### WORK TO DO
Answer these questions about the blog posts below:
1. What term did Sarah Palin slip up on, according to the post about her?
2. Which wild animals does the writer say Palin especially loves killing, and from where does she do it?
3. In which city did Hillary give her speech to the Democratic Convention?

Showing posts with label presidential. Show all posts
Showing posts with label presidential. Show all posts

Tuesday, September 16, 2008

Is the lustre Palin?

The thick plottens, as they say in the classics.
Sarah Palin has been sequestered with the Bush spin team, carefully secluded from the dangerous questions of the wicked, bad, inquisitive media. They are letting her out now on carefully-supervised appearances - oh, so well managed.

Almost. She did slip up on "Bush doctrine" showing that even a know-it-all might have a bit to learn. I'd love it if she started with evolution.

She delivered a well-written speech which played skilfully on the public's current economic fears and promising that overpaid CEOs would not be grossly overpaid if she and McCain were in power. Hmm. Not many votes to lose in that economic solution - especially for one who is desperately trying to play to the working and lower middle class demographic. The idea is that she is one of them, a Down Home hick who comes from the sorta stock who never needed an educayshun to run their hard-working little businesses. Funny thing that. I thought her dad was a teacher.

The Palins love to kill things in their spare time. They eat a lot of moose and caribou. She loves killing wild animals, wolves especially. She does it from the air.

We keep reading that she is "resonating" among American women - a sort of Annie Oakley thing.

But one reads that she and her snowmobile vroom-vroom husband make four-figure incomes and that she has been claiming per diems while living at home. Tsk tsk.

I've not heard these things on Fox but I have heard Fox starting to snipe at Palin. The gushing love affair, the fawning she-can-do-no-wrong policy has lapsed and, perchance, the Republicans are just a wee bitty worried about this loose cannon killer hockeymum and anxious about what stories are yet to come out about her.

Perchance she is as clean as the blood-drenched Alaskan snow.

Wednesday, August 27, 2008

Hillary - thoroughbred to the end

Hillary's speech to the Democratic Convention in Denver was so absolutely champion that I felt tearful and heavy-hearted.

### RECORDS PROVIDED
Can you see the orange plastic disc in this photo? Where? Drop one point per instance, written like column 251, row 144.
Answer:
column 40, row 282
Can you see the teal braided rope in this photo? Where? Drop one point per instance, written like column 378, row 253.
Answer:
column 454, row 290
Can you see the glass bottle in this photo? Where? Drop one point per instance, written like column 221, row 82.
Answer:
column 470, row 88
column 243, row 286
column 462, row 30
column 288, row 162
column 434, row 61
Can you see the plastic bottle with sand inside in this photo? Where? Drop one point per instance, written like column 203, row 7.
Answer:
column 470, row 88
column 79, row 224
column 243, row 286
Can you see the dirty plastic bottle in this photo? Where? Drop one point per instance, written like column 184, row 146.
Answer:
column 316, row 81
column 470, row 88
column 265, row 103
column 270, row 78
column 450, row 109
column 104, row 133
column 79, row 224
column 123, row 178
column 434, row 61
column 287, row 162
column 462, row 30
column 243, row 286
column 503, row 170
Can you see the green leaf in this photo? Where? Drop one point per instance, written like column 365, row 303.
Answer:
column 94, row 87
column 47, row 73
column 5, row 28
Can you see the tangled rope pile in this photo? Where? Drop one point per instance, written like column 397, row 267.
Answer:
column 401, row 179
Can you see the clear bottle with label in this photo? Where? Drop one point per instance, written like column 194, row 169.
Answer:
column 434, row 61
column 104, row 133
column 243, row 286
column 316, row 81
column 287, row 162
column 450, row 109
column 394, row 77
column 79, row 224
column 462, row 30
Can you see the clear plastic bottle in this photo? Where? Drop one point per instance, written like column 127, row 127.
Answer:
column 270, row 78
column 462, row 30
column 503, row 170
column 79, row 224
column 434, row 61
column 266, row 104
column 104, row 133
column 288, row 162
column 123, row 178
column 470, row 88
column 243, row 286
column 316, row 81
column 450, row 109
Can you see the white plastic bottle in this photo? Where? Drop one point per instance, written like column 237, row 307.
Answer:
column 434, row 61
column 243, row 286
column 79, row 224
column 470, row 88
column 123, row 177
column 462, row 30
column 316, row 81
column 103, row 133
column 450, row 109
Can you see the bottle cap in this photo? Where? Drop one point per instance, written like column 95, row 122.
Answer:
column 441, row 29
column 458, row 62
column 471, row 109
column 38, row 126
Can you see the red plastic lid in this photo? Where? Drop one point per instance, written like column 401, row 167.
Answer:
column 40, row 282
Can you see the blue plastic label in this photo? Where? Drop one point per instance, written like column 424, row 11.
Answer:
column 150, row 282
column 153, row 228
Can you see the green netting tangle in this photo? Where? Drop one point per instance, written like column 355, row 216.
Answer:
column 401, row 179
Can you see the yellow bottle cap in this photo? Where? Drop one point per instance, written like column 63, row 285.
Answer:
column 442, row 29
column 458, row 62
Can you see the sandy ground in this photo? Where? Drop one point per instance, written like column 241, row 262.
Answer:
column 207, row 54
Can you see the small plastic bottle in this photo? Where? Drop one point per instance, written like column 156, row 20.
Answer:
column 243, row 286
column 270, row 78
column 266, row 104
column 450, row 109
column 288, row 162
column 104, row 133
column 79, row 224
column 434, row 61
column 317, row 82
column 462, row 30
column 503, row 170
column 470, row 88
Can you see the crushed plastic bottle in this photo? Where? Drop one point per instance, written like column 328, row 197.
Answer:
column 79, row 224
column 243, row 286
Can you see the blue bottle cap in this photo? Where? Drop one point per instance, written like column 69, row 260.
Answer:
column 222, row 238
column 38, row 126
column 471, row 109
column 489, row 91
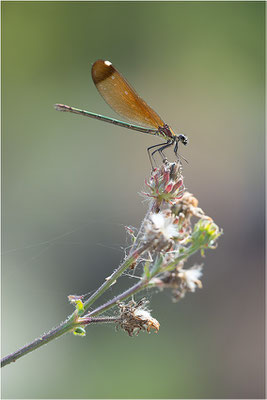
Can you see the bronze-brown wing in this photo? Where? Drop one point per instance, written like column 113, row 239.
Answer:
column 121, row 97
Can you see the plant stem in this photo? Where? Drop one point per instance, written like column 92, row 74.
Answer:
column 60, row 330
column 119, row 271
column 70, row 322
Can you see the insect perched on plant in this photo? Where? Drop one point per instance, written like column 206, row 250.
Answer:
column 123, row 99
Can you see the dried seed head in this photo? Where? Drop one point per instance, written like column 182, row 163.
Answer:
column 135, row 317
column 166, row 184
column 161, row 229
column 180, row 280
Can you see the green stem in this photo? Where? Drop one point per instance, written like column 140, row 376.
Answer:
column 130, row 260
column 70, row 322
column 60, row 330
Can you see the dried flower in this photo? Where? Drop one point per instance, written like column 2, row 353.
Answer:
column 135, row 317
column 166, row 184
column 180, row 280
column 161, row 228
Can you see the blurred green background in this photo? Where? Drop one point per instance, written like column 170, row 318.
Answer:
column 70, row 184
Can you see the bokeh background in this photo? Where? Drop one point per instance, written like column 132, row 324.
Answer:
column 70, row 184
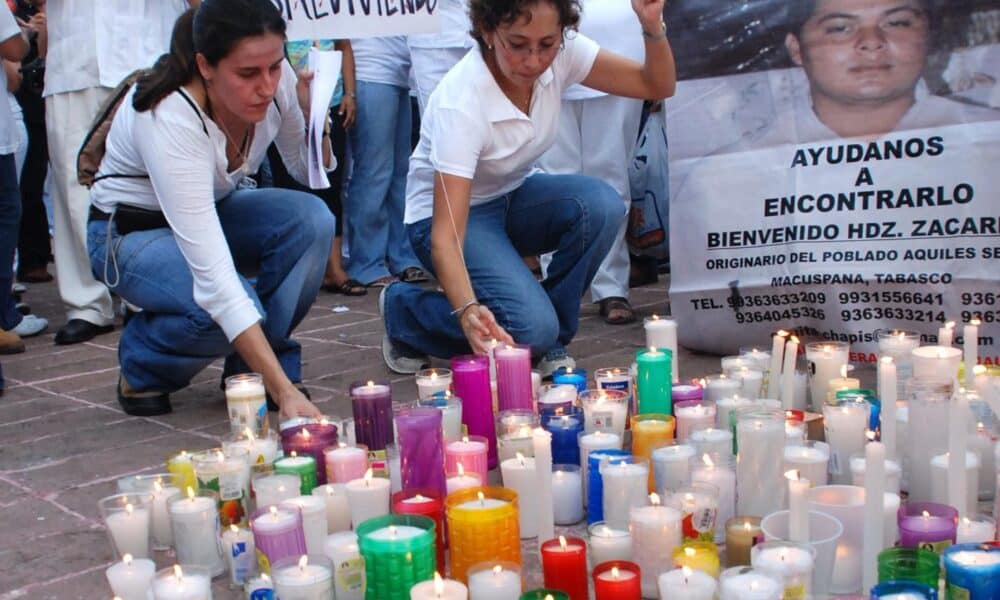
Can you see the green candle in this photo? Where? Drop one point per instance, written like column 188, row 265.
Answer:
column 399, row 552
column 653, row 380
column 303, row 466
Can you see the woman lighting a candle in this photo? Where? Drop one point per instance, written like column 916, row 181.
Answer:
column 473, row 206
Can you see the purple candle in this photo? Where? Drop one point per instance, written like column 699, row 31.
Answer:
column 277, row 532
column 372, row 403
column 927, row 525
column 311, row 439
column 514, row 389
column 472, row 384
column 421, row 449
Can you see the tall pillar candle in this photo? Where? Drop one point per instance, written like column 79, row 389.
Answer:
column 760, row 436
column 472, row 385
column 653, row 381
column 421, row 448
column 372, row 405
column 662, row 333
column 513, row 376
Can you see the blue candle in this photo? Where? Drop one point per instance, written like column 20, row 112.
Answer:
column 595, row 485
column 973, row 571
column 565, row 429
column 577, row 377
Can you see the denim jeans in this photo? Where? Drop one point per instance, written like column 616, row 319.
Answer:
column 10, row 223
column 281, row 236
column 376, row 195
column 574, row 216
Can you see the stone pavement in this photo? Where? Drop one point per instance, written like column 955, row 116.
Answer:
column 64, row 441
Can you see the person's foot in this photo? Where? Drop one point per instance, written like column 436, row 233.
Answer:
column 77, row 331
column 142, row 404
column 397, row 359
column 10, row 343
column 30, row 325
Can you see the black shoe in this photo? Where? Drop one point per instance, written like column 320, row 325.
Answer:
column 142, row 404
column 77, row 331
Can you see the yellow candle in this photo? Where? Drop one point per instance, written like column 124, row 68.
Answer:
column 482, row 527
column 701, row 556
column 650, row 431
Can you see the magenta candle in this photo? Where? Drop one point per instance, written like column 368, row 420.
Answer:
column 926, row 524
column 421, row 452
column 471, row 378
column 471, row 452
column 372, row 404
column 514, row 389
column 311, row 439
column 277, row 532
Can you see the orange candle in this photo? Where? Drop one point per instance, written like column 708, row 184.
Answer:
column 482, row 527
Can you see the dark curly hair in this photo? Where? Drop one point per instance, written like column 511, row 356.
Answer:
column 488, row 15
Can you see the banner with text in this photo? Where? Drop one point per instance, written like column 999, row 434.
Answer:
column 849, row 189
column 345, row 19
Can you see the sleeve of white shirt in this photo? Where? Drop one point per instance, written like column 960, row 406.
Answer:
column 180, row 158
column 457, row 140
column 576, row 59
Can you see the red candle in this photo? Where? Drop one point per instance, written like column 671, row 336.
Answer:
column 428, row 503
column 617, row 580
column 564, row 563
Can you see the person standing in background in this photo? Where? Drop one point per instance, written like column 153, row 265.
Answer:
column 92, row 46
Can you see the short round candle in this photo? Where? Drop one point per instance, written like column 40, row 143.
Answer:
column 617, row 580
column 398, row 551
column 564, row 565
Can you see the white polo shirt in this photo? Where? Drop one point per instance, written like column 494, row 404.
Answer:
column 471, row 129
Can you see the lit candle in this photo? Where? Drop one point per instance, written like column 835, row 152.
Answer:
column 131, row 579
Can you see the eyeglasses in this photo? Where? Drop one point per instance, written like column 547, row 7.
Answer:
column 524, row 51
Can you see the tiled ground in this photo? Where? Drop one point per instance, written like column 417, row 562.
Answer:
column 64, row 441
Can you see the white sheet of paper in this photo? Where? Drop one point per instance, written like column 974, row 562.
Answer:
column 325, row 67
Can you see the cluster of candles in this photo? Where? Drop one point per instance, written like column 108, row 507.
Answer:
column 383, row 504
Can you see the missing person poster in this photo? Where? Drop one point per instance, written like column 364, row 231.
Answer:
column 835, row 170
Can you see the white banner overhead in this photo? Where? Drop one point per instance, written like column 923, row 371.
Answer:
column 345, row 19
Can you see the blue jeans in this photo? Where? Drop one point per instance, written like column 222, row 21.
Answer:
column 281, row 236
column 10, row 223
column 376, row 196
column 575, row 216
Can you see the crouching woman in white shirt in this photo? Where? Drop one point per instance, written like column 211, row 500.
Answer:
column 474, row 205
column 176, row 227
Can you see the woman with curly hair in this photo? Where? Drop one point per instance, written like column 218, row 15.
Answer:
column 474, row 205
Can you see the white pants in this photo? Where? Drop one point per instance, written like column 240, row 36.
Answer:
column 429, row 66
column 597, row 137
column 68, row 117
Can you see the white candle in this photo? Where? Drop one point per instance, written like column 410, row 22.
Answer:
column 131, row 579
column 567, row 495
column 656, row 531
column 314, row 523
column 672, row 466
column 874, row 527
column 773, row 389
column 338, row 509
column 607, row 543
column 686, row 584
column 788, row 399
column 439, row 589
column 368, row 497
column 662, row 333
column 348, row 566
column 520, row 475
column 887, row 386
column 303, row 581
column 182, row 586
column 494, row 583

---

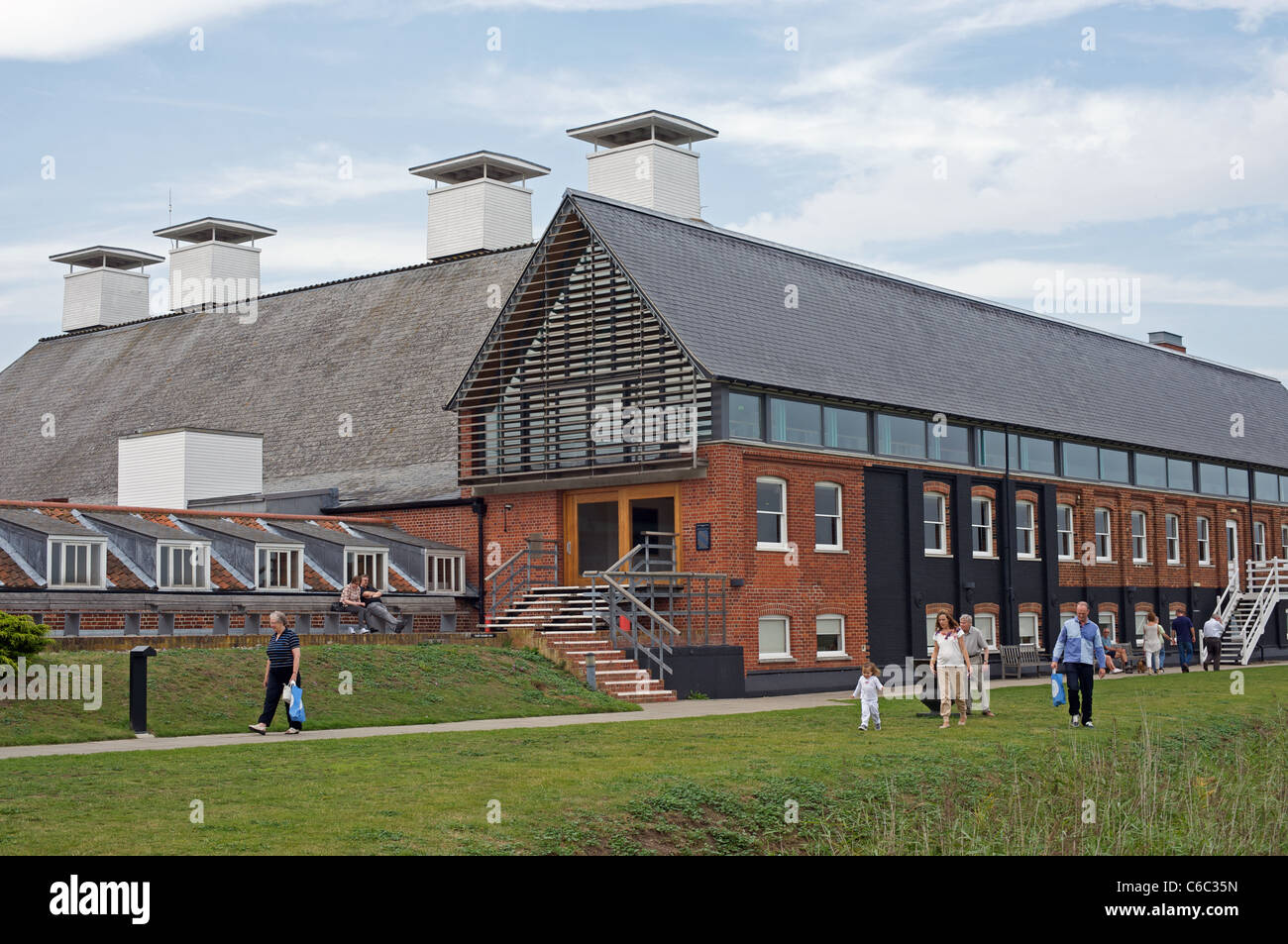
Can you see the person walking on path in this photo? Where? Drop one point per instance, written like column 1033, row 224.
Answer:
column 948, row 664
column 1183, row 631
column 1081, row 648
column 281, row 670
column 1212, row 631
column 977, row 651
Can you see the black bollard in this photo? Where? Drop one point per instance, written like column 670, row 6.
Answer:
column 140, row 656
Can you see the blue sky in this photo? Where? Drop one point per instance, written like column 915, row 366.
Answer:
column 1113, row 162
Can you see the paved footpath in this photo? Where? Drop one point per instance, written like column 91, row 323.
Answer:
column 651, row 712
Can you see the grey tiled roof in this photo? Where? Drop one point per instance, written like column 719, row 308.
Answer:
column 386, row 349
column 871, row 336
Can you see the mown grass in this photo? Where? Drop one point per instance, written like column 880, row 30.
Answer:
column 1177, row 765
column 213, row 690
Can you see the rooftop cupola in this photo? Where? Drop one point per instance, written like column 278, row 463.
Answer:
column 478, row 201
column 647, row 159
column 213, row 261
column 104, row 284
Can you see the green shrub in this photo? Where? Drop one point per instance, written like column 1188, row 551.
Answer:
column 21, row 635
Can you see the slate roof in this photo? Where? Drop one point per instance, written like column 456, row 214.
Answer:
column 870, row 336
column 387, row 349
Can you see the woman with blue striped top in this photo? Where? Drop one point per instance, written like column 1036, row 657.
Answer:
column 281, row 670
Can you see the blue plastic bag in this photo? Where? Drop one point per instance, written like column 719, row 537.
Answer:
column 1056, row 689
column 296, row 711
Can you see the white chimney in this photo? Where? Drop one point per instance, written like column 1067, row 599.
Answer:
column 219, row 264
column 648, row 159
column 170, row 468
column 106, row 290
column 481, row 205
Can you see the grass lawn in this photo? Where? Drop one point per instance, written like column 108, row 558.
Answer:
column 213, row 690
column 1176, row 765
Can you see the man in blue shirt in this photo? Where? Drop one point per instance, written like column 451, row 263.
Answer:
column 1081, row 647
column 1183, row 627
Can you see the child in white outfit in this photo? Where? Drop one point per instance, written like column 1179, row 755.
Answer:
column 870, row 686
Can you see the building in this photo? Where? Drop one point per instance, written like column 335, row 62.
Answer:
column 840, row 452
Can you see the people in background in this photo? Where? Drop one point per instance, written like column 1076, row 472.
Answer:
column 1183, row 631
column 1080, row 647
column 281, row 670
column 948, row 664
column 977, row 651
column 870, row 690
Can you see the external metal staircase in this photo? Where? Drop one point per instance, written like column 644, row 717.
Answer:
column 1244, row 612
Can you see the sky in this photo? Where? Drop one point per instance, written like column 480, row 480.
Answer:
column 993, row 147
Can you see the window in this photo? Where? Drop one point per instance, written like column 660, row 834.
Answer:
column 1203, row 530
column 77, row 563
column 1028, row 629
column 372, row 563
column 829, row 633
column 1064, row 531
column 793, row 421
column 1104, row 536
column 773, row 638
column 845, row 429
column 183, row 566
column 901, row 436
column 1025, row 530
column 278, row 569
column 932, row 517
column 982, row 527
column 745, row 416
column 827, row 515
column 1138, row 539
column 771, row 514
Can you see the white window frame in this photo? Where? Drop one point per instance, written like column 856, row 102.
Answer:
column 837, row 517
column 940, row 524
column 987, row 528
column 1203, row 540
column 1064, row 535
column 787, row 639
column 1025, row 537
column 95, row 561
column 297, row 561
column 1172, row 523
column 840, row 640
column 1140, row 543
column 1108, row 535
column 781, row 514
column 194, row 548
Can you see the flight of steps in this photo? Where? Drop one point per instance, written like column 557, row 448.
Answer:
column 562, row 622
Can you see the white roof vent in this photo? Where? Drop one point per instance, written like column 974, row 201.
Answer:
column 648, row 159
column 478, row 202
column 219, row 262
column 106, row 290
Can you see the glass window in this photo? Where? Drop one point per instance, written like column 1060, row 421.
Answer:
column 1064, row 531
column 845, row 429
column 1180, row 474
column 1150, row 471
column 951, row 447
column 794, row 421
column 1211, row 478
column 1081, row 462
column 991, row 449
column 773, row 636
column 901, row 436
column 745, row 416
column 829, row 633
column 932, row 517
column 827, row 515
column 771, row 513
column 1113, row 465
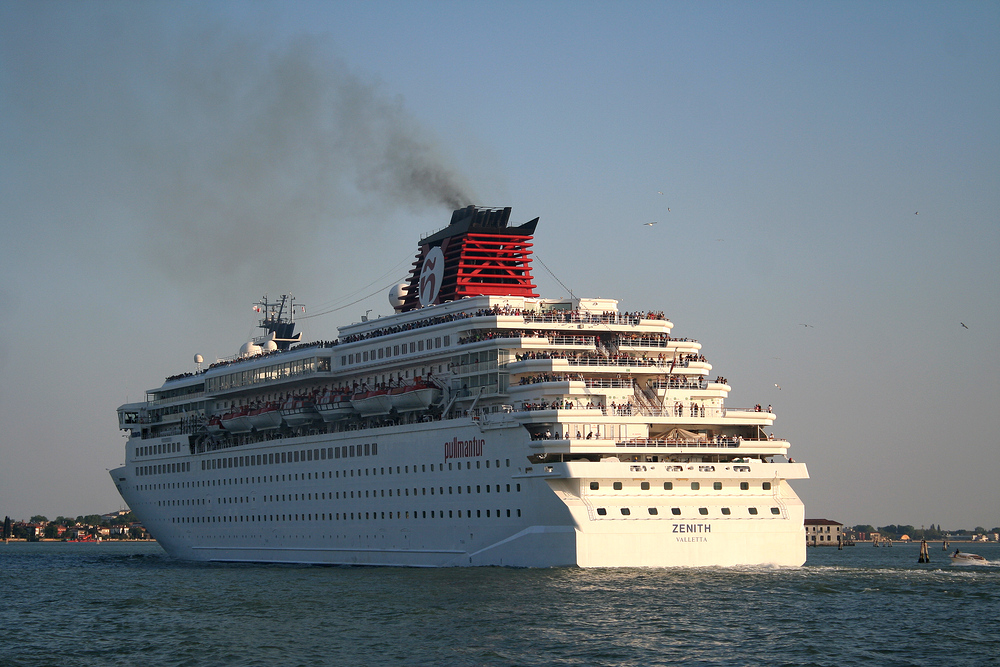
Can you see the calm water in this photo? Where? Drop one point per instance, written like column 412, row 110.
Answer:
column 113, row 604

---

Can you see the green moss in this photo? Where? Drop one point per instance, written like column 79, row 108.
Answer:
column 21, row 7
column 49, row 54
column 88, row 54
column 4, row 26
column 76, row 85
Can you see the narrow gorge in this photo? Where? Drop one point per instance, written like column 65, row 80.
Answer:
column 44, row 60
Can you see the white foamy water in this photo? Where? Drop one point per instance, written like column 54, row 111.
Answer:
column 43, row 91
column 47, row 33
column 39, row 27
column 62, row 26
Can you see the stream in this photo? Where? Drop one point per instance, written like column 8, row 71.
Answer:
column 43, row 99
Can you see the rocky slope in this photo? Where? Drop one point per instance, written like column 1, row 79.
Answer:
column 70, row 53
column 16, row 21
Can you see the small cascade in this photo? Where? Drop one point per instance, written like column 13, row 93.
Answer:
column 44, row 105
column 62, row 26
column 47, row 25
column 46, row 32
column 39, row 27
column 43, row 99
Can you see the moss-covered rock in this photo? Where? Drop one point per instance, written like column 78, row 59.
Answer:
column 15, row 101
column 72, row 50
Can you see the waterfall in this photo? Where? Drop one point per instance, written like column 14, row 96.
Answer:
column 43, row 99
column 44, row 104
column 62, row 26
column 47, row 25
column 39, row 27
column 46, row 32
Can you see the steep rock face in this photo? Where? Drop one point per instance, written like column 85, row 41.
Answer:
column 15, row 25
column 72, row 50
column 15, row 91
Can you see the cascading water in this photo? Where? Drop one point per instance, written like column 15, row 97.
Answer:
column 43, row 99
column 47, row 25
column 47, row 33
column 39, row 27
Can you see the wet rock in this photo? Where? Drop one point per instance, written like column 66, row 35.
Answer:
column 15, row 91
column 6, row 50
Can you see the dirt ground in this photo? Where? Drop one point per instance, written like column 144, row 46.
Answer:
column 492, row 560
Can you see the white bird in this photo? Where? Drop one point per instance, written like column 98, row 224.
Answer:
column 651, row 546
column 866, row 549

### SOLUTION TO THE PROBLEM
1. "Bush doctrine"
2. Wolves, and she does it from the air.
3. Denver